REQUIRED WORK:
Rewrite the lines below, substituting "shoulder strap" for every occurrence of "chest strap" and leaving everything else unchanged.

[Coordinate annotation records]
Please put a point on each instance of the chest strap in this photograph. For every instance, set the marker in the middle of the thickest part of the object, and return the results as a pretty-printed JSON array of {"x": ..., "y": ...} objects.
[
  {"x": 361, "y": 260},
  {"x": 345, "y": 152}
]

TASK SOLUTION:
Please put a point on each instance of the shoulder strap in this photograph. For every instance, set the marker in the middle of the thickest part of the object, and return the results as a pretty-printed JSON array of {"x": ..., "y": ...} objects.
[
  {"x": 361, "y": 260},
  {"x": 345, "y": 152}
]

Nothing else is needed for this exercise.